Ukazujesz w swoich postach nie tylko emocje, chociaż bardzo często je podkreślasz. Nie ważne jakie byłyby te emocje, czasem przesadzasz i wspominasz o nich zbyt często, powtarzając się. Czasem podobne zdanie rzucasz kilkukrotnie w tym samym poście, zamiast troszkę odbić i zaskoczyć czymś innym. Masz talent do pisania, robisz to poprawnie, używasz wielu ciekawych elementów pisarskich jak porównania czy użycie ironii, sarkazmu. Ale bardzo dużo mówisz wprost, czasem brakuje mi w Twoich postach jakichś metafor, podtekstów, które sprawią, że czytelnik będzie mógł się nad nimi dłużej zastanowić. To nie jest dobre - zbyt proste i często lakoniczne. Wspominasz w wyżej wymienionym fragmencie, że oglądasz chińskie bajki, choć Amnesia to znane mi Anime. Uznam, że to dobrze wykorzystana złośliwość. Znajdziesz dokładnie te same słowa na mojej podstronie, tytuły powinnaś jednak umieszczać w cudzysłowie lub użyć kursywy. A co do „kuroszita”, u mnie jest na drugim miejscu. Na pierwszym pozostaje niezmiennie od dłuższego czasu School Days. Trudno mnie zaskoczyć. 

You look good to me, you damnable little devil,
good to embrace and good to love.
 


Te słowa powinnaś również umieścić w cudzysłowie, są to słowa pochodzące z książki Memnoch Diabeł.

Fakt, że wszyscy o nim zapominają
strasznie mnie śmieszy i poprawia mi humor.
 


Nie rozumiem ludzi, którzy używają słów strasznie mi się podoba czy było strasznie fajnie. Strasznie to przysłówek, który oznacza coś negatywnego i chociaż kolokwialnie i potocznie używa go w pozytywnym znaczeniu bardzo wielu ludzi (zamienił się wręcz w siostrę słowa bardzo) i w niektórych słownikach ukazuje się już jako potoczna wersja określenia pozytywnych odczuć, nie jestem zwolennikiem tego wyrażenia. Po prostu brzmi dla mnie absurdalnie i kiepsko.

Do postów dorzucasz czasem jakiś obrazek, gif czy filmik. Jest to ciekawostka dla czytelników, bawi to oko, nie zdradzając na pierwszy rzut oka, o czym jest notka. To duży plus.

#####

ZADANIA DO WYKONANIA —
[A] Odpowiedz krótko na pytania dotyczące oceny bloga:
(i) Z jakiej książki pochodzą przytoczone angielskie słowa?
(ii) Jaki tytuł zajmuje pierwsze miejsce?
(iii) Co bywa dorzucane do postów?
[B] Przepisz fragment oceny bloga, który zaczyna się od słów zawierających „You look good”, a kończy na „książki Memnoch Diabeł.”. Zamiast „książki” wstaw „powieści”.
[C] Dopisz dalszy ciąg oceny bloga. Zacznij tuż po jej ostatnim zdaniu.
Zamieszczone dalej wiersze nie są tu potrzebne.

#####

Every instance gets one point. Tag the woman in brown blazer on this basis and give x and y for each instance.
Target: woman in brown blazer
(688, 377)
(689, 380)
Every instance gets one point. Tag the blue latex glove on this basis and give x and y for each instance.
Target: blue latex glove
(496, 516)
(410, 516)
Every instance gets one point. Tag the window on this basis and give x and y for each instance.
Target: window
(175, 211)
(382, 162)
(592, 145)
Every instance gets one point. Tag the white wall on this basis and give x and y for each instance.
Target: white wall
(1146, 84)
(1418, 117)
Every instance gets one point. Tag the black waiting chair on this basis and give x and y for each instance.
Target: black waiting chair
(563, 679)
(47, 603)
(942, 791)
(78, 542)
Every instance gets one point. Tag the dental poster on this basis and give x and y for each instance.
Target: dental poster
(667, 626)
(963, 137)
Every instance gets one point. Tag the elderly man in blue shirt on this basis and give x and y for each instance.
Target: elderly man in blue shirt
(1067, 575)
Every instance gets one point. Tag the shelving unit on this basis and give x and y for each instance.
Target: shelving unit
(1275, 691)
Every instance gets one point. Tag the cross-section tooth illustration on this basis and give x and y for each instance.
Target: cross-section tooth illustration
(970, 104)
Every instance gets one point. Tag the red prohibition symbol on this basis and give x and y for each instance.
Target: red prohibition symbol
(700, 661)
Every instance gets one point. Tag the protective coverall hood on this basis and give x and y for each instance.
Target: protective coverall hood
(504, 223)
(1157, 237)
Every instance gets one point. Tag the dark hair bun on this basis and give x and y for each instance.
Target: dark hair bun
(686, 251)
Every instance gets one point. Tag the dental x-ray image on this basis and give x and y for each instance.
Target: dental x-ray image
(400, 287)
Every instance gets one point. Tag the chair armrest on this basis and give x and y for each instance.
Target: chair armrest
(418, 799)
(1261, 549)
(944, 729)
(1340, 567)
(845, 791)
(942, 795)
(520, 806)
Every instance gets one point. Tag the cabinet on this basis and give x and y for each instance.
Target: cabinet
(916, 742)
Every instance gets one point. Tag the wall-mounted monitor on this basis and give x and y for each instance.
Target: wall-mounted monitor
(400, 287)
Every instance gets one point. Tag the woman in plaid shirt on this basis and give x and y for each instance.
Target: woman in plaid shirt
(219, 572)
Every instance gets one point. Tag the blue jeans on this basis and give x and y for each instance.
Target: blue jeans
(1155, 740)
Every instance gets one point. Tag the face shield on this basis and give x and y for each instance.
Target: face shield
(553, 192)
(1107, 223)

#####

ODPOWIEDZI —
[A]
(i) Z książki „Memnoch Diabeł”.
(ii) School Days.
(iii) Obrazek, gif lub filmik.

[B]
You look good to me, you damnable little devil,
good to embrace and good to love.
 


Te słowa powinnaś również umieścić w cudzysłowie, są to słowa pochodzące z powieści Memnoch Diabeł.

[C]
Swoją drogą uświadomiłam sobie, że notka [048] You lick your lips, you taste like years of being alone bardzo przypomina mi swoją formą i wypisywaniem uczuć pamiętnik Susanny Kaysen, autorki powieści Gril, interrupted. Ona wyciągała podobne wnioski, wyrażała się podobnymi słowami, używała pokrewnych określeń. Szczególnie pierwsze zdania. W tej notce ciekawe jest jednak to, że pod koniec krótko wspominasz o czymś radosnym. To dobrze, powinnaś to robić częściej. To taka mała iskierka nadziei. Napisałaś o konwencie BAKA, ale ledwo zaczęłaś temat, a już go skończyłaś. Nie publikujesz zbyt długich notek, a w jednej potrafisz poruszyć bardzo dużo tematów. Żadnego z nich nie wyczerpujesz. To trochę męczy czytelnika, ledwo coś zaczniesz, czasem nigdy więcej do tego nie wracasz. Opisz trochę bardziej BAKĘ, opisz, na co wydałaś pieniądze, jak się bawiłaś. Ktoś, kto w komentarzu wcześniej zapytał, czym jest BAKA, teraz dowiedziałby się o niej więcej. Sama jestem ciekawa, masz styl poprawny, inspirujący, do którego łatwo przywyknąć i go polubić, nawet gdy piszesz o trudnych sprawach. Chętnie się do tego wraca, dobrze się to czyta. Pisz trochę więcej, szczegółowiej. Po prostu opisuj.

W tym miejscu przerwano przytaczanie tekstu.